• **WHAT THE TASK ASKS**: For the records below, give the number of lines containing the word "ceiling" and no other text.

☆ ☆ ☆ ☆ ☆ ☆ ☆

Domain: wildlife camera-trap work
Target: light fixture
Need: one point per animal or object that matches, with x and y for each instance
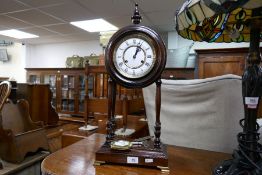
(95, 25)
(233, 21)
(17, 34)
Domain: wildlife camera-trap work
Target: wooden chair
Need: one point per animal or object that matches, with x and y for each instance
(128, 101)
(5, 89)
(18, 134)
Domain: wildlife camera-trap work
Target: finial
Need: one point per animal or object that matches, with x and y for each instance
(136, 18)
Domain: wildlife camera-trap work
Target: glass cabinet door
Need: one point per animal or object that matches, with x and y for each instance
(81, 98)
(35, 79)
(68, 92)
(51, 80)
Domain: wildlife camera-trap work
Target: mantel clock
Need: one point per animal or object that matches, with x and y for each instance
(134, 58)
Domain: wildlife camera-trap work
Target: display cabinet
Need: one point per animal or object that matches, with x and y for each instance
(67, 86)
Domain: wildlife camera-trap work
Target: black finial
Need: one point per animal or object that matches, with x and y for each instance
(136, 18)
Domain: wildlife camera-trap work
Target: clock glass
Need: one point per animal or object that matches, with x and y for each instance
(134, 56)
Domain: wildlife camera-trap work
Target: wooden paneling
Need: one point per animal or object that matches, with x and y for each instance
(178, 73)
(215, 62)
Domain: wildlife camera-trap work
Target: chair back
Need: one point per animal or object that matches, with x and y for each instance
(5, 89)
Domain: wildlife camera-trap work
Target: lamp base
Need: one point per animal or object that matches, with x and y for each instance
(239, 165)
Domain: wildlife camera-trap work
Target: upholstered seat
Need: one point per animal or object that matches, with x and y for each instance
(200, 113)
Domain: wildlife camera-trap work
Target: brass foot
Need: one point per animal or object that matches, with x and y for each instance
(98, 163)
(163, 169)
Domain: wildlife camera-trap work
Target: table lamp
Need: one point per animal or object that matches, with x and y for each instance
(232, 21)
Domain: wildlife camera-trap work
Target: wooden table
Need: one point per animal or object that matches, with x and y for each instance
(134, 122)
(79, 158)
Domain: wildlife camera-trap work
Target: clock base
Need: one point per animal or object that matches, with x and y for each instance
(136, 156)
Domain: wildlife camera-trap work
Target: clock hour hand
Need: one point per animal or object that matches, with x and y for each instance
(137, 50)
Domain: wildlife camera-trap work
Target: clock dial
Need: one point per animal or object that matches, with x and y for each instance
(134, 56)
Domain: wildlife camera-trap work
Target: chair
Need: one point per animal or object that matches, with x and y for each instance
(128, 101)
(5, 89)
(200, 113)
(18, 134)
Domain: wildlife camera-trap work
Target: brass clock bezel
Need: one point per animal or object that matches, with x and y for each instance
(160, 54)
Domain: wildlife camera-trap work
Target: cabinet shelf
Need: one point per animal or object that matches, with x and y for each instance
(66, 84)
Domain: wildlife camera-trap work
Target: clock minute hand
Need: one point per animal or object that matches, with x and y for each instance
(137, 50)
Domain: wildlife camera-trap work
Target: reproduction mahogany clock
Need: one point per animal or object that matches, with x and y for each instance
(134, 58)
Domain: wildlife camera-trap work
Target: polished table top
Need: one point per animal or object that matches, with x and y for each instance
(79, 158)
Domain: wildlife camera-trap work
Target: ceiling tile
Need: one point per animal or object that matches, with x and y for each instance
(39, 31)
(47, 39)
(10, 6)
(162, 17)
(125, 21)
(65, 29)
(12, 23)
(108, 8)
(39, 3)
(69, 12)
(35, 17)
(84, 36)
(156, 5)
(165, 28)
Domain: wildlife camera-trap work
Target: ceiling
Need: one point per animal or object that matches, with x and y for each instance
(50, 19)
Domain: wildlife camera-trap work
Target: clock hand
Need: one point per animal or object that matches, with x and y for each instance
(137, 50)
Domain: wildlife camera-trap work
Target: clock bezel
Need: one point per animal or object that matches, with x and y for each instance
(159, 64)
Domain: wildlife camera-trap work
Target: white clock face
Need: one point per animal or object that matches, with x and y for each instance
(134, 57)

☆ ☆ ☆ ☆ ☆ ☆ ☆

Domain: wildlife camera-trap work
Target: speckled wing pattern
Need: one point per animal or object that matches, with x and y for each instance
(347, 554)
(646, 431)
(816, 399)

☆ ☆ ☆ ☆ ☆ ☆ ☆

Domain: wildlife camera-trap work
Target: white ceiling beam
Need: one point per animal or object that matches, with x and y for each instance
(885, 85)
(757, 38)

☆ ☆ ☆ ☆ ☆ ☆ ☆

• **EXERCISE OUTPUT**: 3